● Work instructions
Copy out, word for word, everything from the line containing "Could you please point out the green foliage" down to the end of the items below.

— Start Recorded data —

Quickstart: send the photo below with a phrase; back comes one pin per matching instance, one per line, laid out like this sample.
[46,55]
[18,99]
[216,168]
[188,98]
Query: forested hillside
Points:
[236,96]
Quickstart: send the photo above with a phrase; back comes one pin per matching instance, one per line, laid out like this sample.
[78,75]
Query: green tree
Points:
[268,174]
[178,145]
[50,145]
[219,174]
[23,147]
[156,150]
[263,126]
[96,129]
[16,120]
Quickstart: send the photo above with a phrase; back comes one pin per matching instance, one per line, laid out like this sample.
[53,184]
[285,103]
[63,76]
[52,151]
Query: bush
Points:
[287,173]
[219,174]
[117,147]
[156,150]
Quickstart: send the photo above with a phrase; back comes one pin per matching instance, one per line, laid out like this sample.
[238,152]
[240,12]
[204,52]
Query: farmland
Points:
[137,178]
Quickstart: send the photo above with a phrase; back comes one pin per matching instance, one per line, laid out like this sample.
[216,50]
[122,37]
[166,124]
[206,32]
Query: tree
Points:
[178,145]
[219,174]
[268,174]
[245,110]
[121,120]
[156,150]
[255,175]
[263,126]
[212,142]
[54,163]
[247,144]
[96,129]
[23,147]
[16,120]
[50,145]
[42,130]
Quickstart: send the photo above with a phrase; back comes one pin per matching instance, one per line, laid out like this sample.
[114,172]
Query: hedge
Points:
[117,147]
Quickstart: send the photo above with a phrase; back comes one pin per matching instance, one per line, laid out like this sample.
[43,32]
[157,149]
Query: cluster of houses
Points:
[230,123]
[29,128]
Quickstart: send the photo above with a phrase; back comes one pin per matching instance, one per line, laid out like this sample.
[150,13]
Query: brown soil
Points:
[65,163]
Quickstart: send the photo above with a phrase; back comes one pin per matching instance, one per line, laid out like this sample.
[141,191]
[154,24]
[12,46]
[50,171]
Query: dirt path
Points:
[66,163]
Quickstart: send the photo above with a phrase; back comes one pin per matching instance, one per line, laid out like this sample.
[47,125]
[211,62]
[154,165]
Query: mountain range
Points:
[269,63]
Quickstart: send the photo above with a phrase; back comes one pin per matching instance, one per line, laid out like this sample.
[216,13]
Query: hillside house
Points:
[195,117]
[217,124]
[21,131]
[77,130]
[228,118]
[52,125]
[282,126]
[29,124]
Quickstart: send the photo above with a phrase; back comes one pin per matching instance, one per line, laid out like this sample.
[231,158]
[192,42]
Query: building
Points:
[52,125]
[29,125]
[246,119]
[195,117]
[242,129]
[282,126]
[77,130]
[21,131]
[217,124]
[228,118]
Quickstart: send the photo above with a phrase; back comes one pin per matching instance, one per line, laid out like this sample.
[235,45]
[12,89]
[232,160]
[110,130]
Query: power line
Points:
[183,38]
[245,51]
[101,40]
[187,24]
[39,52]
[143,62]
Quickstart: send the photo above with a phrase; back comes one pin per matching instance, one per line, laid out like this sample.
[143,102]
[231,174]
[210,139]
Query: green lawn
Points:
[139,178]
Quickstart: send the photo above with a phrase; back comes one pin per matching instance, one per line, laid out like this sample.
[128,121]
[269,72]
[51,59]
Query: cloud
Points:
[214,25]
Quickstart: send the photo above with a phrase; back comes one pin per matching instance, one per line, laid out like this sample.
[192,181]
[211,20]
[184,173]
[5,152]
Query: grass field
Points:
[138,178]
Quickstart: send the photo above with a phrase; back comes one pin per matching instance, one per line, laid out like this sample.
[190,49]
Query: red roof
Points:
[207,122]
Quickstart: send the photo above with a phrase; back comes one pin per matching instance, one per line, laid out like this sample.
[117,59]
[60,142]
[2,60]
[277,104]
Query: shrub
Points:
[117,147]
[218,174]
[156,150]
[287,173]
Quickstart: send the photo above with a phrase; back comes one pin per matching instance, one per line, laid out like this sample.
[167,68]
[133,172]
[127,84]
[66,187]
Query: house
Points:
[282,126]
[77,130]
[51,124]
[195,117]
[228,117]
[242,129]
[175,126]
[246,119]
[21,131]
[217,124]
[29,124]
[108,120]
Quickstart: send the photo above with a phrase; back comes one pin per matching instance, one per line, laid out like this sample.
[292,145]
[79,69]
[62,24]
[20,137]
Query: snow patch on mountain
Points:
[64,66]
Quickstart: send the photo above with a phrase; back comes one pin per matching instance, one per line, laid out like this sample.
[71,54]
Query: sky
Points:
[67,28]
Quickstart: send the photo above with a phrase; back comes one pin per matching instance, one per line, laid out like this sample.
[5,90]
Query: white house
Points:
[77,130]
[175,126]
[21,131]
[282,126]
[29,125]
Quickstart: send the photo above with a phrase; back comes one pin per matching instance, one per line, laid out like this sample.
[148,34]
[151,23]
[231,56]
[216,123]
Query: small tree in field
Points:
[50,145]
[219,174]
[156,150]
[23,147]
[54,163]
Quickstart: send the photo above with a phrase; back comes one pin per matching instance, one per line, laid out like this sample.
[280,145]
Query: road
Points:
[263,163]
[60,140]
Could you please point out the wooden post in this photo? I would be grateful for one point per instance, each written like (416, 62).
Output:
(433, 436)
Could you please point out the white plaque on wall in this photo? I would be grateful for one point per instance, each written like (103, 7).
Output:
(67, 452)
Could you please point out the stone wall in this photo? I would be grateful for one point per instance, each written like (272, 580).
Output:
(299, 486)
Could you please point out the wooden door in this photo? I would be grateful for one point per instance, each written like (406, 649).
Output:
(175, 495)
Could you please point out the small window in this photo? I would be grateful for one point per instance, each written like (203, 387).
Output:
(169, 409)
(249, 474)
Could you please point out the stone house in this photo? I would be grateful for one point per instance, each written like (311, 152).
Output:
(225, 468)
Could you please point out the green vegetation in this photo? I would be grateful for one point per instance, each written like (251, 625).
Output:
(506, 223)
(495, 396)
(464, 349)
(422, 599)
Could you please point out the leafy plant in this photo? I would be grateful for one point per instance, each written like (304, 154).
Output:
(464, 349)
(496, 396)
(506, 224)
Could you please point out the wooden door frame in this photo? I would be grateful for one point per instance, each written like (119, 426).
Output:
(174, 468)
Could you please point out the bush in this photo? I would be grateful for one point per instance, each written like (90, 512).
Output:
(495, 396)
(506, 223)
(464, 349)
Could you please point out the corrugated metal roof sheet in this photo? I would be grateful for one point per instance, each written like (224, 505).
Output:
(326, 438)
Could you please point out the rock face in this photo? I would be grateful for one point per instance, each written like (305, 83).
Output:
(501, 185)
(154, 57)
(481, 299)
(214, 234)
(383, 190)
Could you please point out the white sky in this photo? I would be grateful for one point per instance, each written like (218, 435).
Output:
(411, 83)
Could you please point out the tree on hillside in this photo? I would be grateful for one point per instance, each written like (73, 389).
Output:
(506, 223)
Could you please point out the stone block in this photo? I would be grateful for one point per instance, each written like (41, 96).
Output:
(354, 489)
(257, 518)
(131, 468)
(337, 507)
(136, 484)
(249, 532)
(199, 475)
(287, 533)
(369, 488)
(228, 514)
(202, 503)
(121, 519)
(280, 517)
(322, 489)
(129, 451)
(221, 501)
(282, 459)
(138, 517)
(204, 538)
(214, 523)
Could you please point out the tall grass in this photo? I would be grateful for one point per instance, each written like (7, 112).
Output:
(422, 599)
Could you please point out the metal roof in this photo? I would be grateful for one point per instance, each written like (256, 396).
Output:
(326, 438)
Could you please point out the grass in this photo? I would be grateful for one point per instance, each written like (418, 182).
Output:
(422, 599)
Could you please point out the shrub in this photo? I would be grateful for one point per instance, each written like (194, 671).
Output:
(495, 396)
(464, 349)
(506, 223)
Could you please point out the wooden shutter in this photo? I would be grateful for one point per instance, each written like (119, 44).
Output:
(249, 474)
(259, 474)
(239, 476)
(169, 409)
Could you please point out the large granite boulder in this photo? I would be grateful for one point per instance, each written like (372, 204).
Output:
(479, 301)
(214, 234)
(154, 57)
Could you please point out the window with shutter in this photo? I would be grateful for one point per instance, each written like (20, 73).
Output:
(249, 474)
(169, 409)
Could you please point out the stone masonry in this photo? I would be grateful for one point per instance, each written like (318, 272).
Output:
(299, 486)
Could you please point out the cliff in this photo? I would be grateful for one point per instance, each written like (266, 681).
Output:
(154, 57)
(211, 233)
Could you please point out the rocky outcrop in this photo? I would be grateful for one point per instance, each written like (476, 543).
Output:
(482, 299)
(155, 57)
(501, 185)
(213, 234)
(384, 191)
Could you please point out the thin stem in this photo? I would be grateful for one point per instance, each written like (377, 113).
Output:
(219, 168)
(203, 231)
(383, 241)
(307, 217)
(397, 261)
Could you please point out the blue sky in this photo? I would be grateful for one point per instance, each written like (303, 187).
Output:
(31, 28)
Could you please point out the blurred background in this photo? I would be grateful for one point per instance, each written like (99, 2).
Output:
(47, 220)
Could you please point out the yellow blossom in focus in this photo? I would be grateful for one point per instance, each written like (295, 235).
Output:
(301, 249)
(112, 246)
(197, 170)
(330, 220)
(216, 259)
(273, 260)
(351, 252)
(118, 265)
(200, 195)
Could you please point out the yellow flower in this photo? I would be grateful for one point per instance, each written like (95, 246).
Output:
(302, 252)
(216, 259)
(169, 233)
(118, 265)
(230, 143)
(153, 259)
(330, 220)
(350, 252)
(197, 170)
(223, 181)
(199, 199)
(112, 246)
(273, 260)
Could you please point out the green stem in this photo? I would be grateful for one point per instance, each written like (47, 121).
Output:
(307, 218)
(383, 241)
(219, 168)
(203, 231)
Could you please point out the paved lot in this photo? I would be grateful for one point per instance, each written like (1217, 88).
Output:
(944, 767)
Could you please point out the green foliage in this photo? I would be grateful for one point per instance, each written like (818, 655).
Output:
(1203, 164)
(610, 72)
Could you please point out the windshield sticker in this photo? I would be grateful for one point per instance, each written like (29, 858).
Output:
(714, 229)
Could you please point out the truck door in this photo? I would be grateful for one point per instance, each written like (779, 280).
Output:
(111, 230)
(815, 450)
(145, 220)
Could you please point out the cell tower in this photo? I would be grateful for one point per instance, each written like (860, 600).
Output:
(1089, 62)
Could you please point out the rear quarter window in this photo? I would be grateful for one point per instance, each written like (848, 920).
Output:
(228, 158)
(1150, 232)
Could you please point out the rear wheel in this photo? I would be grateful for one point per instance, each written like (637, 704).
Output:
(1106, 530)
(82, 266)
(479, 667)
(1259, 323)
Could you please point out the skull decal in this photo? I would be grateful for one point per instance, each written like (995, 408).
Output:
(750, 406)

— End Recorded data —

● Output for this exercise
Could you please point out the green foliage in this photo? I would be grateful for one point per instance, each written like (818, 655).
Output:
(1203, 164)
(610, 72)
Could you please point out the windshield sticker in this photo? I would be grateful for one point per instance, each written like (29, 858).
Output:
(714, 229)
Could you please point out the truck door in this photo? I would be grateful for one point per instance, each written like (779, 280).
Output:
(111, 230)
(815, 450)
(145, 220)
Could you please point out the cell tower in this photo? I would be grateful for one point per instance, each written like (860, 600).
Output:
(1089, 62)
Could you please point out the rear quarter window in this photo? I would be grateful for one point per instance, each written like (848, 920).
Output:
(228, 158)
(1150, 232)
Could you please point out the rear wheel in this photo? I would be grateful for one point per instance, each written like (637, 704).
Output:
(1106, 530)
(82, 266)
(479, 667)
(1259, 323)
Could you please point out the skull decal in this photo? I would be grateful for one point per instance, each written like (995, 408).
Output:
(750, 406)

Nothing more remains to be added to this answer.